--- Required task ---
Please quote every line word for word.

>> begin

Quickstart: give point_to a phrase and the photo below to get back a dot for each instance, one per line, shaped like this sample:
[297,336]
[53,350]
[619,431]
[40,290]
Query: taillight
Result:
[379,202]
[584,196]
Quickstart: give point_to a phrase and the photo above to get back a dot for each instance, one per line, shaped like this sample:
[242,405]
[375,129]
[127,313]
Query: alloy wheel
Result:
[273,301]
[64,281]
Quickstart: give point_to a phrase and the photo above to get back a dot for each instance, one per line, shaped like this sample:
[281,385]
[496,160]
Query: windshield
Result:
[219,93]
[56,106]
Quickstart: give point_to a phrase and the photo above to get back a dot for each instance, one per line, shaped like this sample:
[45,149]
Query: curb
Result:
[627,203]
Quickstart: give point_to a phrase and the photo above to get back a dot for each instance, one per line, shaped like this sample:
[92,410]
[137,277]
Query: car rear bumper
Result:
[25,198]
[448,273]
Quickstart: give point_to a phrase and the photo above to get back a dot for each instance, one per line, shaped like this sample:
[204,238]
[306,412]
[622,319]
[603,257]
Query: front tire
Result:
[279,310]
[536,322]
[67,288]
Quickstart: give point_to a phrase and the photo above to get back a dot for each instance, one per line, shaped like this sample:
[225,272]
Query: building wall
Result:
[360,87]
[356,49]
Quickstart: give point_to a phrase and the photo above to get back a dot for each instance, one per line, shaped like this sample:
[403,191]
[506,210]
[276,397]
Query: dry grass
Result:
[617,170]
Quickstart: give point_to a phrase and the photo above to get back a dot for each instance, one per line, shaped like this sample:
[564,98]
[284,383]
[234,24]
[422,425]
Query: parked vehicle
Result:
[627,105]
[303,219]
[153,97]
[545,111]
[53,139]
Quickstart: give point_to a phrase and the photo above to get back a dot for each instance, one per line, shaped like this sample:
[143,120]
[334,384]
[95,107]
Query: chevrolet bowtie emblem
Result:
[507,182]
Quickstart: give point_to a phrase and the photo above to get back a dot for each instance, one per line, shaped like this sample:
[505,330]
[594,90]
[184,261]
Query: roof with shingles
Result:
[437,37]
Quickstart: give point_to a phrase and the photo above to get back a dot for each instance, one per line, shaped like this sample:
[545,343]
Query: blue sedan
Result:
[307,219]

>> end

--- Exercise solution ---
Quickstart: give point_to a phrase and the photo below to get back a dot for each instance, one per line, shaped like this sample:
[297,336]
[53,350]
[619,431]
[40,290]
Query: taillight
Result:
[379,202]
[584,196]
Quickstart: give point_to a phrase and the photo above to get back a dot for each instance, one per line, shaped like this sample:
[242,405]
[375,129]
[127,313]
Query: alloy wheel
Result:
[273,301]
[64,281]
Quickstart: give point_to a phrase and the photo above to get back a dot for each instance, one per line, shaped like this sample:
[281,385]
[496,160]
Query: windshield
Result:
[219,93]
[56,106]
Quickstart: give point_to a phrase and the photo above to get back a dot for each instance, one per line, shaped like this sample:
[45,149]
Query: curb
Result:
[627,203]
Quickstart: give point_to a phrase and the photo above to get back a dot for each instance, one per line, shaped like this sample:
[92,410]
[137,277]
Query: car rear bumper
Result:
[25,198]
[448,273]
Quickstart: give point_to a phrase and the photo above to get back a dot for each instance, one per line, shaped like this sample:
[204,238]
[306,412]
[622,319]
[603,257]
Query: front tire
Result:
[279,310]
[536,322]
[67,288]
Quickstart: give point_to a phrase and the photo above to get back a dot for each instance, one per line, shaped like this sample:
[225,272]
Query: building wall
Result:
[360,87]
[356,49]
Quickstart: give point_to a phrase and the photo above to get back a dot for each instance, one per line, shaped like this sample:
[403,191]
[506,210]
[276,397]
Query: dry grass
Result:
[617,170]
Quickstart: give point_to a phrase and the photo above to get back a dot for each instance, one per line, shaped like this sample:
[564,98]
[284,383]
[234,24]
[422,425]
Query: parked vehicle
Result:
[627,105]
[303,219]
[153,97]
[545,111]
[53,139]
Quickstart: give point_to a phrase and the photo above to get back a dot for each instance, one per line, shaped like this sample:
[143,120]
[334,384]
[95,107]
Query: chevrolet bowtie emblem
Result:
[507,182]
Quickstart: give point_to a phrase and the photo above to get back a dot for each instance, one per line, shaped like this sample:
[505,330]
[594,90]
[184,261]
Query: roof with shingles
Result:
[437,37]
Quickstart: give point_to a phrase and the photo above to get back a dot for each instance, one per line, shaped like this sample:
[545,343]
Query: blue sedan
Result:
[307,219]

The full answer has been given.